I’m a mutt. Part this, part that. My dad’s grandfather was part Cherokee, while my mom’s maternal grandfather was Chickasaw and her paternal grandfather was German... Wessel, pronounced Vessel, with emphasis on the “V”. Beyond that, I’m quite sure that in my family tree, there must have been famous inventors, dukes, and tycoons... and maybe a stagecoach robber or the like. I’m really just part this and part that... a slumgullion of DNA.
Jesus was a Jew. He could trace His Hebrew blood directly to David, the great king, and all the way back to Abraham, His great, great, great ... grandfather. As a matter of fact, Matthew starts his Gospel with ... “An account of the genealogy of Jesus Christ, the Son of David, the Son of Abraham: Abraham fathered Isaac, Isaac fathered Jacob, Jacob fathered Judah and his brothers” and so forth (Matthew 1:1, CSB).

★ ★ ★ ★

**WORK INSTRUCTION 1:**
In the passage on ancestry, what tribe was the mother's maternal grandfather?
**WORK INSTRUCTION 2:**
Extract the portion of the passage on ancestry between "I’m a mutt." and "(Matthew 1:1, CSB).", inclusive, word for word.

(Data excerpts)
★ ★ ★ ★

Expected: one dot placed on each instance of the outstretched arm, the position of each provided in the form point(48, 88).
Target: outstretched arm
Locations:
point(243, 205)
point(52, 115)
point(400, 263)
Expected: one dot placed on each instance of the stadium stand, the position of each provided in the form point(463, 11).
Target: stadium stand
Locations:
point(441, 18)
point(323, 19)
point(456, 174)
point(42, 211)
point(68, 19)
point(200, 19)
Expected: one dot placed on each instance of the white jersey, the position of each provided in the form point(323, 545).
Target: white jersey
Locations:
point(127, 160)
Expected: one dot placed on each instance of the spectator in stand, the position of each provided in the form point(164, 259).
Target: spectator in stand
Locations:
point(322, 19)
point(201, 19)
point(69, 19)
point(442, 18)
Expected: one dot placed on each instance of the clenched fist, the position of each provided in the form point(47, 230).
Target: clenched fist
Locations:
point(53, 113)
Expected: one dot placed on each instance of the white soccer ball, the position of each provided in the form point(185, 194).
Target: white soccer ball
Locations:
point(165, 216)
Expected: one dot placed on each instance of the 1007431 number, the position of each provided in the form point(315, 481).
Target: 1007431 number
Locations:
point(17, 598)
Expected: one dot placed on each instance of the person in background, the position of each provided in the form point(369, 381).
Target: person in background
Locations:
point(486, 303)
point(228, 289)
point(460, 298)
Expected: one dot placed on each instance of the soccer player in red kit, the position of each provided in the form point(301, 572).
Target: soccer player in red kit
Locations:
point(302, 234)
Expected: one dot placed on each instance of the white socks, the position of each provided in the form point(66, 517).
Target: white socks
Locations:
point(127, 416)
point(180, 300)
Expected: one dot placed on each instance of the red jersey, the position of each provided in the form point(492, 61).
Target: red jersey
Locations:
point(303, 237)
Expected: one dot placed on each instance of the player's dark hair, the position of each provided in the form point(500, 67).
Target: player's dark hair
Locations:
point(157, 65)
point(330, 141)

★ ★ ★ ★

**RESPONSE AREA 1:**
Chickasaw

**RESPONSE AREA 2:**
I’m a mutt. Part this, part that. My dad’s grandfather was part Cherokee, while my mom’s maternal grandfather was Chickasaw and her paternal grandfather was German... Wessel, pronounced Vessel, with emphasis on the “V”. Beyond that, I’m quite sure that in my family tree, there must have been famous inventors, dukes, and tycoons... and maybe a stagecoach robber or the like. I’m really just part this and part that... a slumgullion of DNA.
Jesus was a Jew. He could trace His Hebrew blood directly to David, the great king, and all the way back to Abraham, His great, great, great ... grandfather. As a matter of fact, Matthew starts his Gospel with ... “An account of the genealogy of Jesus Christ, the Son of David, the Son of Abraham: Abraham fathered Isaac, Isaac fathered Jacob, Jacob fathered Judah and his brothers” and so forth (Matthew 1:1, CSB).